> _JOB_:
Change "cushion" to "pillow" throughout the listing below, keep everything else the same, and leave the pictures out of your answer.

######

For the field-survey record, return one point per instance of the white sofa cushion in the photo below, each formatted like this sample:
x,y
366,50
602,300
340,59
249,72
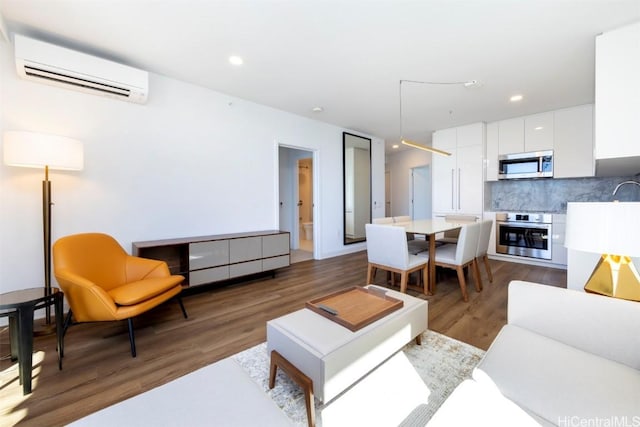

######

> _THE OUTPUT_:
For the field-survey record, return one point per instance of the white sofa pillow in the photo below, each formatted like this sample:
x,y
366,50
602,300
340,59
249,72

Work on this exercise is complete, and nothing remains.